=== WHAT YOU SHOULD DO ===
Count the lines in the material below that contain the string "apartment", and reply with the number alone.

=== EXTRACTED MATERIAL ===

-------

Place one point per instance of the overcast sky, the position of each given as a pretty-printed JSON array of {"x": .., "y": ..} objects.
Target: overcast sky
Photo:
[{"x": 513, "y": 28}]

-------

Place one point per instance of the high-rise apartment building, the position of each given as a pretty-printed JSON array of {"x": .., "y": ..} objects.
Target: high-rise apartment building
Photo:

-------

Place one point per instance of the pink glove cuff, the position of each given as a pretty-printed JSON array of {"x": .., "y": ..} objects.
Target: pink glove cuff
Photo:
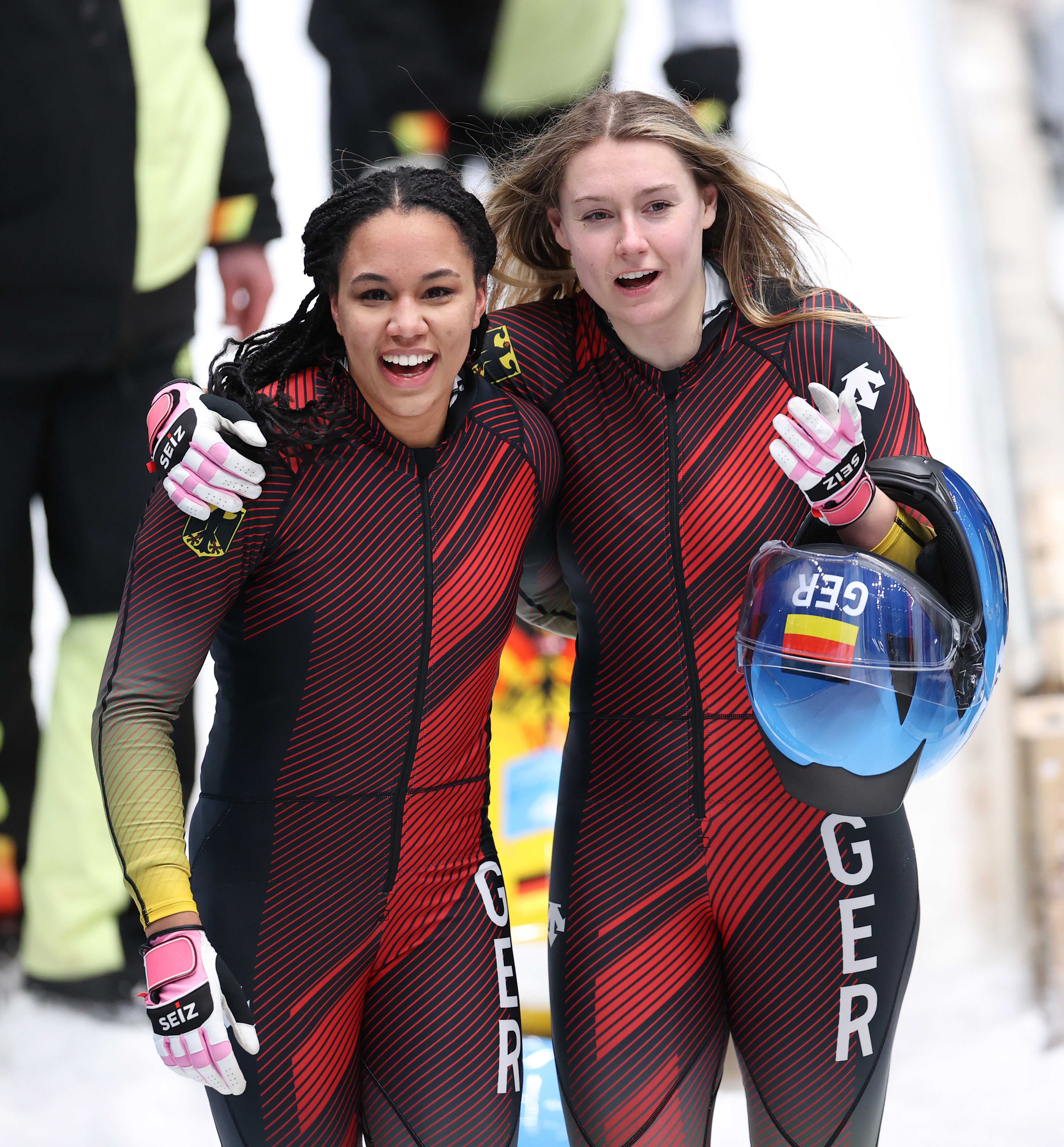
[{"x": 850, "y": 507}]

-------

=== EXERCISE ANSWER ===
2